» Text provided:
▶

In one implementation, a system (200) may be disposed at or communicate with the well site (100). System (200) may control at least a portion of a drilling operation at the well site (100) by providing controls to various components of the drilling operation. In one or more embodiments, system (200) may receive data from one or more sensors (160) arranged to measure controllable parameters of the drilling operation. As a non-limiting example, sensors (160) may be arranged to measure WOB (weight on bit), RPM (drill string rotational speed), GPM (flow rate of the mud pumps), and ROP (rate of penetration of the drilling operation). Sensors (160) may be positioned to measure parameter(s) related to the rotation of the drill string (108), parameter(s) related to travel of the traveling block (122), which may be used to determine ROP of the drilling operation, and parameter(s) related to flow rate of the pump (134). For illustration purposes, sensors (160) are shown on drill string (108) and proximate mud pump (134). The illustrated locations of sensors (160) are not intended to be limiting, and sensors (160) could be disposed wherever drilling parameters need to be measured. Moreover, there may be many more sensors (160) than shown in FIG. 1 to measure various other parameters of the drilling operation. Each sensor (160) may be configured to measure a desired physical stimulus.
During a drilling operation at the well site (100), the drill string (108) is rotated relative to the wellbore (102), and weight is applied to the drill bit (112) to enable the drill bit (112) to break rock as the drill string (108) is rotated. In some cases, the drill bit (112) may be rotated independently with a drilling motor. In further embodiments, the drill bit (112) may be rotated using a combination of the drilling motor and the top drive (130) (or a rotary swivel if a rotary table is used instead of a top drive to rotate the drill string (108)). While cutting rock with the drill bit (112), mud is pumped into the drill string (108). The mud flows down the drill string (108) and exits into the bottom of the wellbore (102) through nozzles in the drill bit (112). The mud in the wellbore (102) then flows back up to the surface in an annular space between the drill string (108) and the wellbore (102) with entrained cuttings. The mud with the cuttings is returned to the pit (132) to be circulated back again into the drill string (108). Typically, the cuttings are removed from the mud, and the mud is reconditioned as necessary, before pumping the mud again into the drill string (108). In one or more embodiments, the drilling operation may be controlled by the system (200).

◀

» Exercise input:
▶

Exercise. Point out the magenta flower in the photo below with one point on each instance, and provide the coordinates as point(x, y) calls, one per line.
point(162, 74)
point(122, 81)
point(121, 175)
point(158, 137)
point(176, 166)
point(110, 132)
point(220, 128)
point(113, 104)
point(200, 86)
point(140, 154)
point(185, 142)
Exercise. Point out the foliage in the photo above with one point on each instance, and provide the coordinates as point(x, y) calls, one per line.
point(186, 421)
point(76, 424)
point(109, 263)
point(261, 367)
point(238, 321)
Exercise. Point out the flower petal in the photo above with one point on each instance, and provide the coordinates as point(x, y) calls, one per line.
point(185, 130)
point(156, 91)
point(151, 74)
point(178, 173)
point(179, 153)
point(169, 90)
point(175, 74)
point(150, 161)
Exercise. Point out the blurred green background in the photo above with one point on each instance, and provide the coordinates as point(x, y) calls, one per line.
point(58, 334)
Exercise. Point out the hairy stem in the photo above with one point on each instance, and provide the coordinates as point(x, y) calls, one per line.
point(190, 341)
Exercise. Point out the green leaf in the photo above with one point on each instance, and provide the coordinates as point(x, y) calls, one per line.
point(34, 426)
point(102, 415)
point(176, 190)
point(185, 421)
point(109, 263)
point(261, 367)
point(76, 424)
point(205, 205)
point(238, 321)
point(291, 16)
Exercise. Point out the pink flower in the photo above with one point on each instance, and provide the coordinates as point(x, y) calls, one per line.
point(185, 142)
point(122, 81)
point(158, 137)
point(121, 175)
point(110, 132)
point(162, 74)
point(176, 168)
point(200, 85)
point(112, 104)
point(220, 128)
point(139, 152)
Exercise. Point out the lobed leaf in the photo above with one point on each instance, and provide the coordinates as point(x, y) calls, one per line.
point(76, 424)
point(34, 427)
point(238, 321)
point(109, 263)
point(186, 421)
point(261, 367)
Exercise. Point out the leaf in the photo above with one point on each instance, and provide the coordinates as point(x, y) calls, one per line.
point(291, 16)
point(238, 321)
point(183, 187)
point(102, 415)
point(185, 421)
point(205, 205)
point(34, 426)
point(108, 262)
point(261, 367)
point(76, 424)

◀

» Given problem 1:
Convert the entries, starting with the line that contains "Exercise. Point out the flower" and going on through the line that contains "point(190, 341)", into a numbered list that leaves out any blank lines.
» Given problem 2:
Continue the passage on the drilling operation at the well site from the point where it stops.

» Exercise answer 1:
1. Exercise. Point out the flower petal in the photo above with one point on each instance, and provide the coordinates as point(x, y) calls, one per line.
2. point(185, 130)
3. point(156, 91)
4. point(151, 74)
5. point(178, 173)
6. point(179, 153)
7. point(169, 90)
8. point(175, 74)
9. point(150, 161)
10. Exercise. Point out the blurred green background in the photo above with one point on each instance, and provide the coordinates as point(x, y) calls, one per line.
11. point(58, 334)
12. Exercise. Point out the hairy stem in the photo above with one point on each instance, and provide the coordinates as point(x, y) calls, one per line.
13. point(190, 341)

» Exercise answer 2:
FIG. 2 depicts, in one or more embodiments, a proposed layout of a single trip liner and tie-back system (202), herein named “the single trip system (202)”. The depicted single trip system (202) may allow a liner string (214) to be run into a wellbore (218) in tandem with a tie-back casing string (210). The liner string (214) may be comprised of a float shoe (240). A float shoe (240) may have a float valve (238) which helps in well control and possible floating of the casing. The float valve (238) is installed to allow forward flow of fluids, but will prevent reverse flow, or u-tubing, from occurring. The float shoe (240) also helps guide the liner string (214) into the center of the wellbore (218) to avoid hitting any obstructions, such as ledges or washouts, that exist. The float shoe (240) helps guide the liner string (214) in the wellbore (218) by the shape of the float shoe's (240) nose.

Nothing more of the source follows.